Please identify each line in the rows below that contains the word "white" and copy those lines in full.

———

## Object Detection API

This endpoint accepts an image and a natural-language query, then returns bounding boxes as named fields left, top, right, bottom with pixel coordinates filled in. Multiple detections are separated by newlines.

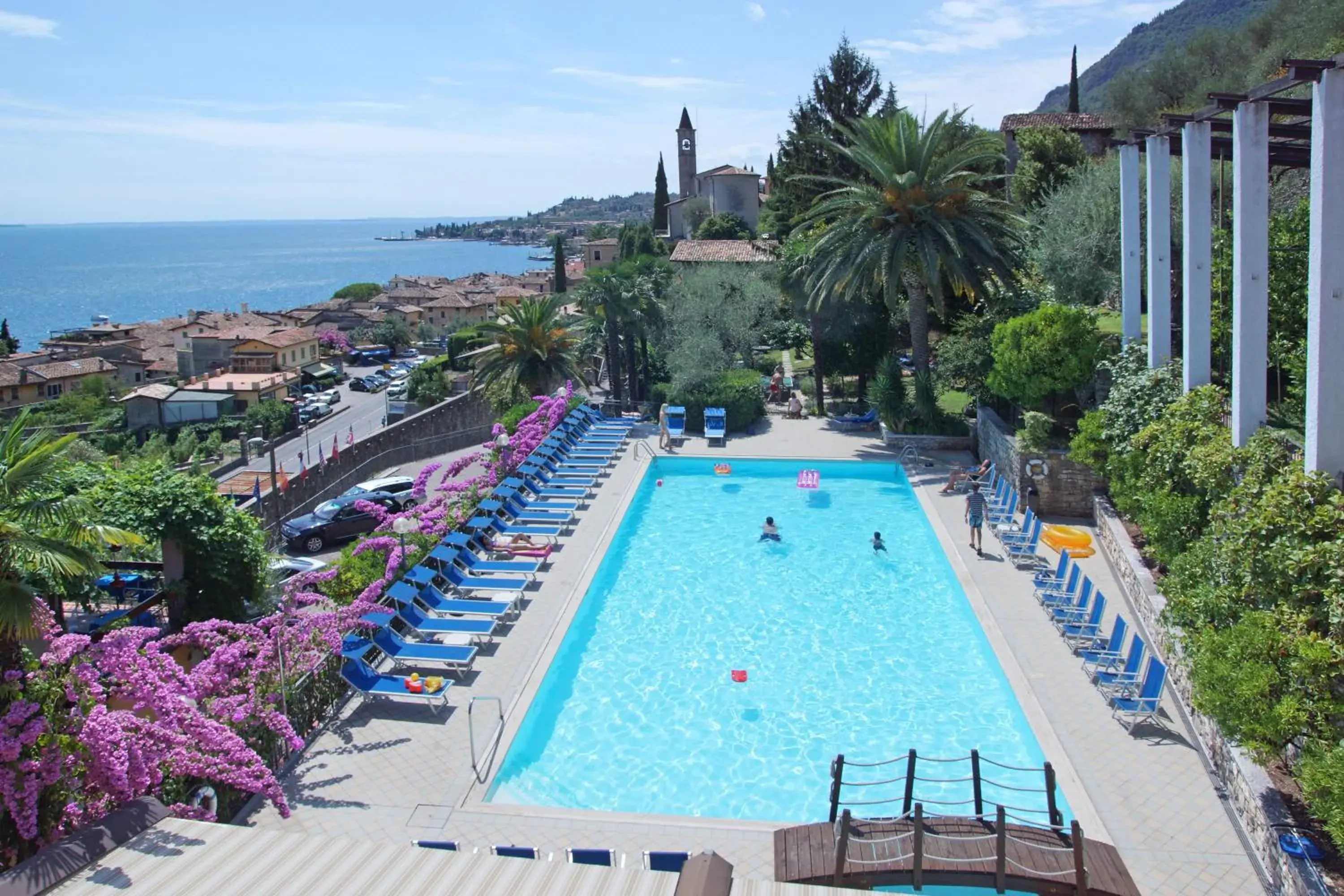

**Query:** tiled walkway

left=250, top=418, right=1261, bottom=896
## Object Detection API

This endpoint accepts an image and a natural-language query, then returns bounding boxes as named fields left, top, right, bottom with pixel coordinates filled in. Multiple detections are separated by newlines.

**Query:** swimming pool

left=487, top=458, right=1067, bottom=822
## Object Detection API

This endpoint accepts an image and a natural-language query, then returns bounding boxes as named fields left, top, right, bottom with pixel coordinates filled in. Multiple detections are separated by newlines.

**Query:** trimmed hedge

left=649, top=371, right=765, bottom=433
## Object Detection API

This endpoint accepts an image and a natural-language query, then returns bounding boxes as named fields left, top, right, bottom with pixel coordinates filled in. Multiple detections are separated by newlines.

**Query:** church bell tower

left=676, top=106, right=695, bottom=198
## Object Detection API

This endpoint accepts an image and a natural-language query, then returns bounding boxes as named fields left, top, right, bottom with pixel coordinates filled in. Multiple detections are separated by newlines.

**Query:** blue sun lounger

left=387, top=579, right=517, bottom=619
left=360, top=602, right=501, bottom=646
left=1110, top=657, right=1167, bottom=733
left=358, top=629, right=476, bottom=677
left=427, top=543, right=542, bottom=582
left=1091, top=633, right=1145, bottom=693
left=340, top=657, right=453, bottom=713
left=477, top=498, right=574, bottom=529
left=668, top=405, right=685, bottom=442
left=491, top=481, right=579, bottom=510
left=516, top=454, right=601, bottom=490
left=501, top=475, right=593, bottom=506
left=466, top=513, right=564, bottom=541
left=1004, top=517, right=1040, bottom=565
left=704, top=407, right=728, bottom=445
left=1073, top=615, right=1129, bottom=669
left=1054, top=588, right=1106, bottom=641
left=574, top=405, right=638, bottom=430
left=1031, top=549, right=1068, bottom=591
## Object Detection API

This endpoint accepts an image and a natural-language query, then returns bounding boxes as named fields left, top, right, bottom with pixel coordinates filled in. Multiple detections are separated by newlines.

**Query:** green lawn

left=1097, top=312, right=1148, bottom=336
left=938, top=390, right=970, bottom=417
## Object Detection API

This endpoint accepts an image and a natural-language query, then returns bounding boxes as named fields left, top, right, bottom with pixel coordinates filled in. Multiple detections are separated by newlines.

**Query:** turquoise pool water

left=487, top=458, right=1067, bottom=822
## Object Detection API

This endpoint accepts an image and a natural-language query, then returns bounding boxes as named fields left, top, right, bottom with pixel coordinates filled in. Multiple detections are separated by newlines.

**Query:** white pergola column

left=1146, top=137, right=1172, bottom=367
left=1232, top=102, right=1269, bottom=446
left=1120, top=145, right=1142, bottom=344
left=1183, top=121, right=1214, bottom=392
left=1305, top=69, right=1344, bottom=477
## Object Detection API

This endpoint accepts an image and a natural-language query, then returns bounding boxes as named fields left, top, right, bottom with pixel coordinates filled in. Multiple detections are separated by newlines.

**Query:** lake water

left=0, top=218, right=548, bottom=349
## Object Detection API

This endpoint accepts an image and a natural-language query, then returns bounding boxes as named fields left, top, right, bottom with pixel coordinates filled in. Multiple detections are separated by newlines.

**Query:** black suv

left=280, top=491, right=402, bottom=553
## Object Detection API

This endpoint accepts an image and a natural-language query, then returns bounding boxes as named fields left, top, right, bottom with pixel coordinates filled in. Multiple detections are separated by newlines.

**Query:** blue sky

left=0, top=0, right=1176, bottom=223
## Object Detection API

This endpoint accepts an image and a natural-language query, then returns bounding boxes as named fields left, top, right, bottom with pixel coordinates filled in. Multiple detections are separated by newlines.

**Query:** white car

left=341, top=475, right=419, bottom=510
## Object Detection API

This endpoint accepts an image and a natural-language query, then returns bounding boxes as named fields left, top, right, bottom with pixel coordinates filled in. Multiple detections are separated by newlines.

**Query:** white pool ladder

left=466, top=696, right=504, bottom=784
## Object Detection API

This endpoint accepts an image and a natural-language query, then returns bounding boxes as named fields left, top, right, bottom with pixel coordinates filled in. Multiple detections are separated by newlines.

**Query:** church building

left=668, top=108, right=762, bottom=241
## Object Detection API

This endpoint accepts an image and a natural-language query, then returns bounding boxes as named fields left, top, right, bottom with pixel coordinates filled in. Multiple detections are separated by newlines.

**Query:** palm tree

left=805, top=110, right=1024, bottom=371
left=472, top=294, right=583, bottom=395
left=0, top=410, right=142, bottom=647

———

▶ **IN RESPONSE**:
**Query:** white pergola column
**Query:** white car
**Query:** white pool ladder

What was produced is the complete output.